__Exercise objective__:
The records that follow must be repeated exactly as they stand.

▬▬▬▬▬▬

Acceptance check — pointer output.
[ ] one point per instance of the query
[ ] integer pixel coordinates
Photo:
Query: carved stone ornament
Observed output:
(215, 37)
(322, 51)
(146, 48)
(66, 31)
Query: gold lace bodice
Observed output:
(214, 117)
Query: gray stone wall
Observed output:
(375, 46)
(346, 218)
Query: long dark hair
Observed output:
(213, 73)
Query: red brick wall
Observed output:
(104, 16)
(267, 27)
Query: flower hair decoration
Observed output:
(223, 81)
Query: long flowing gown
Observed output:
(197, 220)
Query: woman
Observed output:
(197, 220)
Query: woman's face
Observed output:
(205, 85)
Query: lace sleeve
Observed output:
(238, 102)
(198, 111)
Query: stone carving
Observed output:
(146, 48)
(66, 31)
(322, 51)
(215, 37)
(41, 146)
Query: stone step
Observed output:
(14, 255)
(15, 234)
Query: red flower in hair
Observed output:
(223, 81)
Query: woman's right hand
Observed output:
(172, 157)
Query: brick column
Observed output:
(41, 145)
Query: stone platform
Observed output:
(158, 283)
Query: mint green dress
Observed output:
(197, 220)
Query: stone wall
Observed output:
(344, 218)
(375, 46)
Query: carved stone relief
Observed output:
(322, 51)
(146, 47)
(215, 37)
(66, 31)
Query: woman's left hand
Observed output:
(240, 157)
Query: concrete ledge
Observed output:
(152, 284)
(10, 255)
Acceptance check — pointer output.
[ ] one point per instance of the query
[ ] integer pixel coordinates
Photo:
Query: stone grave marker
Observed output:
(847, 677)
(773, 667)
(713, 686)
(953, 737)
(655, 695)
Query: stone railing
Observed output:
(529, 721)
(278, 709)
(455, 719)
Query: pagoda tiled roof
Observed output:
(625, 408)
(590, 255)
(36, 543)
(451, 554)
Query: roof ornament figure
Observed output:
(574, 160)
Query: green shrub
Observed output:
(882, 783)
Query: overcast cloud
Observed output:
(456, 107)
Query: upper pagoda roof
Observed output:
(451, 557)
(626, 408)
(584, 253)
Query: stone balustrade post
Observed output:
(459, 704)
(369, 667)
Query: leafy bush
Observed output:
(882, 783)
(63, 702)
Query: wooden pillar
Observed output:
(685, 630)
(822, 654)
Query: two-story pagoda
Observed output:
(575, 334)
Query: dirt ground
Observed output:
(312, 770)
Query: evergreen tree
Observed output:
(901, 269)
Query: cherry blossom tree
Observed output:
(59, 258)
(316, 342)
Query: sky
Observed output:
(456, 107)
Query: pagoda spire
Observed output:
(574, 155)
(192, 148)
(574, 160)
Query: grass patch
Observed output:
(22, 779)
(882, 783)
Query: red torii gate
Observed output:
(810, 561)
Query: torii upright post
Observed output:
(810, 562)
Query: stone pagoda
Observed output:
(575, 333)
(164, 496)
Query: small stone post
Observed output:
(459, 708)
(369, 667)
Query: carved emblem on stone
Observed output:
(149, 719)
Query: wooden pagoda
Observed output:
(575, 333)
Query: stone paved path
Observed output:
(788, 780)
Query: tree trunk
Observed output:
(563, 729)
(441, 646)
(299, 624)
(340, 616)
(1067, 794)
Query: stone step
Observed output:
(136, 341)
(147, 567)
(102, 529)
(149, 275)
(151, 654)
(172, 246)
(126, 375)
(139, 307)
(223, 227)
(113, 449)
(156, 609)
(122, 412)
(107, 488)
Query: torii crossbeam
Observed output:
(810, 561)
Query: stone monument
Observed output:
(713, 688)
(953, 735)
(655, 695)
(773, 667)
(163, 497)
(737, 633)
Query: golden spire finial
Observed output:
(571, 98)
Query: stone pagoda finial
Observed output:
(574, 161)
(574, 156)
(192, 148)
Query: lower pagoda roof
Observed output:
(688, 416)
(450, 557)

▬▬▬▬▬▬

__Your response__:
Acceptance check — pointer output.
[ ] one point per instance of the query
[ ] integer pixel coordinates
Photo:
Query: carved stone ornament
Observed output:
(215, 37)
(322, 51)
(146, 48)
(66, 31)
Query: gold lace bodice
Observed output:
(214, 117)
Query: gray stone wall
Observed output:
(375, 46)
(346, 218)
Query: long dark hair
Observed output:
(213, 73)
Query: red brick wall
Observed output:
(104, 16)
(267, 27)
Query: flower hair decoration
Observed output:
(223, 81)
Query: long flowing gown
Observed output:
(197, 220)
Query: woman
Observed output:
(197, 220)
Query: woman's face
Observed output:
(205, 85)
Query: lace sleeve
Observed output:
(238, 102)
(198, 111)
Query: stone carving
Observed output:
(146, 48)
(66, 31)
(322, 51)
(215, 37)
(41, 146)
Query: stone step
Observed output:
(14, 255)
(15, 234)
Query: red flower in hair
Observed output:
(223, 81)
Query: woman's right hand
Observed output:
(172, 157)
Query: brick column
Observed output:
(41, 145)
Query: stone platform
Observed output:
(158, 283)
Query: mint green dress
Observed output:
(197, 220)
Query: stone wall
Observed output:
(344, 218)
(375, 46)
Query: carved stone relief
Observed output:
(322, 51)
(146, 47)
(215, 37)
(66, 31)
Query: woman's left hand
Observed output:
(240, 157)
Query: concrete ledge
Observed output:
(152, 284)
(10, 255)
Acceptance check — pointer output.
[ ] one point per instance of the query
[ ] integer pixel coordinates
Photo:
Query: stone grave marker
Observed output:
(847, 677)
(773, 667)
(713, 686)
(953, 737)
(655, 695)
Query: stone railing
Observed output:
(529, 721)
(278, 709)
(455, 719)
Query: pagoda tiled roof
Observed output:
(625, 408)
(590, 255)
(36, 543)
(451, 554)
Query: roof ornament figure
Observed output:
(574, 160)
Query: green shrub
Observed output:
(882, 783)
Query: overcast cloud
Observed output:
(456, 107)
Query: upper pagoda roof
Observed output:
(451, 557)
(626, 408)
(584, 253)
Query: stone balustrade post
Observed output:
(459, 704)
(369, 667)
Query: leafy bush
Observed output:
(882, 783)
(63, 702)
Query: wooden pillar
Observed output:
(685, 630)
(822, 654)
Query: two-story pagoda
Observed output:
(575, 334)
Query: dirt ground
Observed output:
(312, 770)
Query: evergreen tree
Observed output:
(901, 269)
Query: cherry blossom tree
Observed output:
(59, 258)
(316, 342)
Query: sky
Observed output:
(456, 107)
Query: pagoda spire
Observed output:
(574, 155)
(192, 148)
(574, 160)
Query: grass patch
Observed output:
(22, 779)
(882, 783)
Query: red torii gate
Observed output:
(810, 561)
Query: torii upright post
Observed output:
(810, 562)
Query: stone pagoda
Observed output:
(575, 333)
(164, 496)
Query: small stone post
Observed output:
(459, 708)
(369, 667)
Query: carved emblem on stone
Observed output:
(149, 719)
Query: wooden pagoda
Observed output:
(575, 333)
Query: stone paved path
Observed output:
(788, 780)
Query: tree trunk
Observed output:
(563, 729)
(441, 646)
(299, 624)
(340, 616)
(1067, 794)
Query: stone step
Observed output:
(136, 341)
(147, 567)
(102, 529)
(149, 275)
(151, 654)
(172, 246)
(126, 375)
(139, 307)
(223, 227)
(113, 449)
(156, 609)
(122, 412)
(107, 488)
Query: torii crossbeam
Observed output:
(810, 561)
Query: stone monument
Observed output:
(713, 688)
(953, 735)
(655, 695)
(773, 667)
(163, 497)
(737, 633)
Query: golden spire finial
Observed output:
(571, 98)
Query: stone pagoda finial
Observed output:
(574, 161)
(574, 156)
(192, 148)
Query: lower pagoda roof
Observed output:
(688, 416)
(450, 557)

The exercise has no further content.